-- Text provided start --

Hamlet

William Shakespeare
Chapterhouse Theatre Company (touring) at the Gala Theatre, Durham
(2003)

Football, it was once famously said (and repeated ad nauseam ever since), is a game of two halves. Theatre, too, is a game of two halves, but, unlike football, where it's the score at the end and not at half time that counts, in theatre it's the whole thing.

If this production of Hamlet were a football match, the scoreline would go something like this: at half time Shakespeare led 5 to nil but Charterhouse pulled back one in the second half to be defeated by five goals to one.

Hamlet, even when cut, is a long play (this production came down at well after 10.30, after a 7.30 start), so why director Karen Crowe had to add three or four minutes at the beginning by having the company mime the battle in which Hamlet's father defeats Fortinbras while Gertrude gives birth to Hamlet on the other side of the stage defeats me. We are told that Hamlet's birth coincided with Fortinbras' defeat at least twice: why they had to draw pictures I do now know.

-- Text provided end --

* **Exercise instructions**
(A) Answer these from the Hamlet review:
(i) Which theatre hosted the production?
(ii) At what time did the performance start?
(iii) Who directed the production?
(B) Which characters from the play does the Hamlet review mention by name? List them all.
(C) Transcribe the Hamlet review, starting with "Football, it was" and going on through "the whole thing.".

-- Entries shown start --

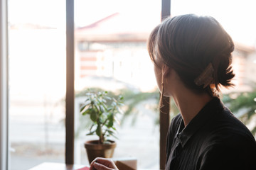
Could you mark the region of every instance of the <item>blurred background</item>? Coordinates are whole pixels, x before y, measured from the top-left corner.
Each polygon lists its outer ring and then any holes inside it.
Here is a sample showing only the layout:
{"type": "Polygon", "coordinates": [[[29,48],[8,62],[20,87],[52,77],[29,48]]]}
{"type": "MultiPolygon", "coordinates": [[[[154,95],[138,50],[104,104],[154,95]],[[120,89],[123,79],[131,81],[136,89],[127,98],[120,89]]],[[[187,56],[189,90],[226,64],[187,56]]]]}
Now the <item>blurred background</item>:
{"type": "MultiPolygon", "coordinates": [[[[65,1],[8,3],[10,169],[65,162],[65,1]]],[[[213,16],[233,38],[235,86],[223,89],[223,100],[255,135],[256,3],[172,0],[171,6],[172,16],[213,16]]],[[[114,157],[159,168],[158,89],[146,40],[160,21],[160,0],[75,1],[76,164],[88,164],[83,143],[97,139],[79,128],[81,94],[97,88],[136,103],[118,129],[114,157]]],[[[176,113],[173,108],[171,118],[176,113]]]]}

-- Entries shown end --

* **Task responses**
(A)
(i) The Gala Theatre, Durham
(ii) 7.30
(iii) Karen Crowe

(B) Hamlet, Fortinbras, Gertrude

(C)
Football, it was once famously said (and repeated ad nauseam ever since), is a game of two halves. Theatre, too, is a game of two halves, but, unlike football, where it's the score at the end and not at half time that counts, in theatre it's the whole thing.